Monday, July 07, 2008



Opini

Agenda Menormalkan Negara
Koran Tempo, Minggu, 6 Juli 2008

A. Bakir Ihsan

Secara kasat mata, Indonesia adalah negara yang normal. Paling tidak kehadirannya sampai saat ini menunjukkan bahwa negara ini eksis. Bahkan beberapa waktu lalu, dua pengamat politik Andrew MacIntyre dan Douglas Ramage menyebut Indonesia sebagai negara yang stabil, demokratis (competitive democracy), dan ikut berperan konstruktif pada masalah-masalah dunia. Karena itu, lanjut mereka, Indonesia saat ini berhasil menjadi negara yang normal. (Reuters, 27/5).

Hasil pengamatan yang dilakukan oleh Australian Strategic Policy Institute ini memberi optimisme akan kelangsungan negara ini. Paling tidak kita punya modal sejarah bahwa pasca otoritarianisme, Indonesia berhasil melepaskan itu semua dan menggantikannya dengan demokrasi. Seperti kopompong yang memetamorfose ulat represi menjadi kupu-kupu demokrasi.

Bahkan, menurut MacIntyre dan Ramage, Indonesia berhasil menghapus trauma radikalisme dan terorisme yang sempat menyeruak dan menghantui dunia internasional pasca bom Bali 2002 lalu. Karenanya, menurut kedua pengamat tersebut, sudah waktunya dunia internasional melihat Indonesia sebagai negara yang normal (start treating it as a "normal" country).

Hegemoni kekerasan
Tampaknya optimisme itu harus diletakkan dalam tanda kurung. Karena lima hari kemudian (1/6) kekerasan menyeruak justru di saat bangsa ini memperingati hari lahir Pancasila yang berlandaskan kebhinnekaan. Sebuah tindak kekerasan yang terjadi sebagai ekspresi antagonisme kelompok. Kasus ini menjadi krusial bukan saja pada kuantitas korban atau skala peristiwa, tapi lebih pada kecenderungan eskalasi kekerasan yang sangat mudah dilakukan oleh segerombolan orang atas nama apapun.

Ini bisa menjadi benih terjadinya efek domino tindak kekerasan lainnya. Karena itu, peran negara dibutuhkan untuk menetralisasi setiap kecenderungan kekerasan yang terjadi di masyarakat. Upaya menetralisasi tersebut tidak sekadar optimalisasi peran aparat keamanan. Tapi juga, dan ini sangat urgen, kehendak kolektif baik secara struktural (ketersediaan sistem) maupun kultural (kesepahaman) untuk mengawal kedamaian warga di tengah menguatnya kepentingan kelompok.
******
LATIHAN SINGKAT 1: Apa saja nama media dan lembaga yang disebut dalam opini tentang agenda menormalkan negara di atas?

Entri dari kumpulan data
******
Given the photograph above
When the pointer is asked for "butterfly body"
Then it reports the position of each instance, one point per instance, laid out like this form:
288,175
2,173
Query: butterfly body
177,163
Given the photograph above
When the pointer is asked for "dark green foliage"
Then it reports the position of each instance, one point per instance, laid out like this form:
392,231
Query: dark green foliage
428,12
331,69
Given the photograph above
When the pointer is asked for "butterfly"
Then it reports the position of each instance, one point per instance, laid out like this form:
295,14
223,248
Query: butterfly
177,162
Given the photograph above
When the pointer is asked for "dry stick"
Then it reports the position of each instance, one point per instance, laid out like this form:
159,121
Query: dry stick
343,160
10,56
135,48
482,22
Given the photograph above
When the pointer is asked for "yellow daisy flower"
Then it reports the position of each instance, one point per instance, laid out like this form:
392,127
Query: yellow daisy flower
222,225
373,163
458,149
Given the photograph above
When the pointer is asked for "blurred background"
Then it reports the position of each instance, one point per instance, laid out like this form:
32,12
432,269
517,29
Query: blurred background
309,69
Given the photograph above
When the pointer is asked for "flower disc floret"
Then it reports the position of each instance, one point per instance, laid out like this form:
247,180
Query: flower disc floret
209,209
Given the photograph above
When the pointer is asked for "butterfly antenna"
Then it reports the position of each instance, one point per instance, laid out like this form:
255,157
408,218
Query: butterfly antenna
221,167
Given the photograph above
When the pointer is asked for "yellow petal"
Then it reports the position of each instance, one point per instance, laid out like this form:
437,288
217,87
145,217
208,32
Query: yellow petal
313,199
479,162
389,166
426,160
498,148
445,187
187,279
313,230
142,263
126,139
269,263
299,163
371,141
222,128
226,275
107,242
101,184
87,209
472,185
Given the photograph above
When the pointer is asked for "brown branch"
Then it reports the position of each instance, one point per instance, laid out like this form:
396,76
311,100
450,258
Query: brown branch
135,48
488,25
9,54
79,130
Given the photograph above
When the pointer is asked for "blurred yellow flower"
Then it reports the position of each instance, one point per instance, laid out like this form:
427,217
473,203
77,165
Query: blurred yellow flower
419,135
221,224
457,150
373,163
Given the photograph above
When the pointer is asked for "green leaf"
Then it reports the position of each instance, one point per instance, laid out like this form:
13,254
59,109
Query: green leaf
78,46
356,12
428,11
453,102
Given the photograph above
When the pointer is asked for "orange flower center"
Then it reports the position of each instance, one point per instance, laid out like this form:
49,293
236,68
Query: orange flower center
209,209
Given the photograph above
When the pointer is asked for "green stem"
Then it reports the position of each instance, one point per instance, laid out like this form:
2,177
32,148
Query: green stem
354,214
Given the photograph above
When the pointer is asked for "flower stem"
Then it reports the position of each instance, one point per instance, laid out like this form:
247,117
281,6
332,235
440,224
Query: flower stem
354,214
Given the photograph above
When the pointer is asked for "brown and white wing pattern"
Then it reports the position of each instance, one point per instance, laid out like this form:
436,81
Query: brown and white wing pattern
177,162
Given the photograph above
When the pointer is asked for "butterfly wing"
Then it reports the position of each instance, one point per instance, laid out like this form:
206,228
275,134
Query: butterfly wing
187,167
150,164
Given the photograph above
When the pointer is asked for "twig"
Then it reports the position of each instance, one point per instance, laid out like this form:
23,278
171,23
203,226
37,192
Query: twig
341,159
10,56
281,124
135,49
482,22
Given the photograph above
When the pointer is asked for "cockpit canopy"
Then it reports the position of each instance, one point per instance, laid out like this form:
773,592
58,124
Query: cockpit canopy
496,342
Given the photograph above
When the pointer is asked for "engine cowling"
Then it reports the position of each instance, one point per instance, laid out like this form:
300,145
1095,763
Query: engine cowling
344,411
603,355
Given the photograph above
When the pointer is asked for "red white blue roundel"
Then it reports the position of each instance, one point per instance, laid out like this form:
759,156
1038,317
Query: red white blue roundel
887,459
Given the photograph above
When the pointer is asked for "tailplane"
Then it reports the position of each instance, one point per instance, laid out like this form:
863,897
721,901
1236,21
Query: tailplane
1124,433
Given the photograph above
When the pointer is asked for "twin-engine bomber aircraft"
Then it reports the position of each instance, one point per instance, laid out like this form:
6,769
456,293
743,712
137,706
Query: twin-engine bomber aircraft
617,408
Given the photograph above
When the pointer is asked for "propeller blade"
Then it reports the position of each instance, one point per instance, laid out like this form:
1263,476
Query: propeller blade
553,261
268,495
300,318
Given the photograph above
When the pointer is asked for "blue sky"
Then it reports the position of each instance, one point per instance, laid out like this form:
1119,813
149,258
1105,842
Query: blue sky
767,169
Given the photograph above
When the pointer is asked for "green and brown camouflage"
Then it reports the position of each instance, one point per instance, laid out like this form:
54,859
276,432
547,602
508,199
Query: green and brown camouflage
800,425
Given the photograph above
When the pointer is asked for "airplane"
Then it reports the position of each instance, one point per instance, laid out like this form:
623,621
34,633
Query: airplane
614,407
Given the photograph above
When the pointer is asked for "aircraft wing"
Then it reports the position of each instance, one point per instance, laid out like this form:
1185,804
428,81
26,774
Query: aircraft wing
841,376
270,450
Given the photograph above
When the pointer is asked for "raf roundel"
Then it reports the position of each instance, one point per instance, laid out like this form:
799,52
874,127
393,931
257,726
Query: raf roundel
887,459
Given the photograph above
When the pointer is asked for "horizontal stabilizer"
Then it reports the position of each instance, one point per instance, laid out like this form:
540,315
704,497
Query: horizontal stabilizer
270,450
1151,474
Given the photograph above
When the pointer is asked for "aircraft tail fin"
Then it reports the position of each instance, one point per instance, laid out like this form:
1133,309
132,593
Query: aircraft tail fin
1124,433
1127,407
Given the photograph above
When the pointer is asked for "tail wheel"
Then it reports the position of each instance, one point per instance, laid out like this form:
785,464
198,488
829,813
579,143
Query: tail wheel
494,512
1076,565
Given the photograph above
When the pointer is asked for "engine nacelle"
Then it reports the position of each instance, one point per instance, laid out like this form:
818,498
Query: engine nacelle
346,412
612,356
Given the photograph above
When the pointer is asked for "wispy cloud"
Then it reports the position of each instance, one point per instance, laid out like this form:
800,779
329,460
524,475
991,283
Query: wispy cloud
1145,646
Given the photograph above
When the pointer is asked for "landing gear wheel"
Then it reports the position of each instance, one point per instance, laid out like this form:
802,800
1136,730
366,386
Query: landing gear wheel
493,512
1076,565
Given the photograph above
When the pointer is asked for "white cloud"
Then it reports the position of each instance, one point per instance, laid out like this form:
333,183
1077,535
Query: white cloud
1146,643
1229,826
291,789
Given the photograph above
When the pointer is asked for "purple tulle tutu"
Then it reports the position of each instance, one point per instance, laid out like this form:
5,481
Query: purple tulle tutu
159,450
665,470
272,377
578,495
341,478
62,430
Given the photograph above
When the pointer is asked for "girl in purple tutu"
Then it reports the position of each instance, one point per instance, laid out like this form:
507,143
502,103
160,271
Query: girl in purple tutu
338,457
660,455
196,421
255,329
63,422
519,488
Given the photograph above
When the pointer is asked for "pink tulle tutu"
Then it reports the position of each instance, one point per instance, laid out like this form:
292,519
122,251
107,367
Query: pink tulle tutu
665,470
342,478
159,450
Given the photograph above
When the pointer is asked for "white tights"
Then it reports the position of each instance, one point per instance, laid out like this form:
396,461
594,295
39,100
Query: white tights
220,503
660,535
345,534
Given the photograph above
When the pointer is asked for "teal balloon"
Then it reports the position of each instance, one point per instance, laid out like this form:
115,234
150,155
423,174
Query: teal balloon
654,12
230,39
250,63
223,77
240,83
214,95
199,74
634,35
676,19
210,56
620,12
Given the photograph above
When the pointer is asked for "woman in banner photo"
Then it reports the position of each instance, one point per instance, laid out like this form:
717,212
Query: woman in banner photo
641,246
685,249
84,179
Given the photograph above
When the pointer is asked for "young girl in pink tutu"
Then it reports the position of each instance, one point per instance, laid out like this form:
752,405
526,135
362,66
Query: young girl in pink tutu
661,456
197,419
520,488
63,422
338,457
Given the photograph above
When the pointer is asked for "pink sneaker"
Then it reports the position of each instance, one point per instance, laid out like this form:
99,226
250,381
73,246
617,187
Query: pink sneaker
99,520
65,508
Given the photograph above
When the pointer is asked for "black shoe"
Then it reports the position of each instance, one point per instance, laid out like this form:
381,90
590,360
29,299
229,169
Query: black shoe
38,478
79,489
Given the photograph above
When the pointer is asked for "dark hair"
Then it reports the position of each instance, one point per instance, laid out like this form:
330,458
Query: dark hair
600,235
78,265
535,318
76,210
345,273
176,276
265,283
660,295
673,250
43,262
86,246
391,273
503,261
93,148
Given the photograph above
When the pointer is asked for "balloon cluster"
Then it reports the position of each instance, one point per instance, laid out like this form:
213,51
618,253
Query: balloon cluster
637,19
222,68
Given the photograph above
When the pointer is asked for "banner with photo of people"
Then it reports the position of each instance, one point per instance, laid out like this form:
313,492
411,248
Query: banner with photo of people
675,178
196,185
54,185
******
LATIHAN SINGKAT 2: Berapa banyak baris dalam catatan yang memuat kata "antenna"? Huruf besar dan kecil dibedakan, dan jawab hanya dengan angka.

JAWABAN TUGAS 1: Koran Tempo, Reuters, Australian Strategic Policy Institute

JAWABAN TUGAS 2: 2